╔══

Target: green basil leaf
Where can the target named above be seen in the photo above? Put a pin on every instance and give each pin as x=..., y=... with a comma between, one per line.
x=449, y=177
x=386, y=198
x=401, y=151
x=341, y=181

╚══

**REQUIRED WORK**
The line containing "Where can the" and every line after it, up to and including the last line of the records, should be reproduced exactly, with nothing else.

**WRITTEN REPLY**
Where can the target named above be seen in the photo above? Put a pin on every instance and give each pin as x=..., y=... with a comma between, one per line.
x=449, y=177
x=386, y=198
x=401, y=151
x=341, y=181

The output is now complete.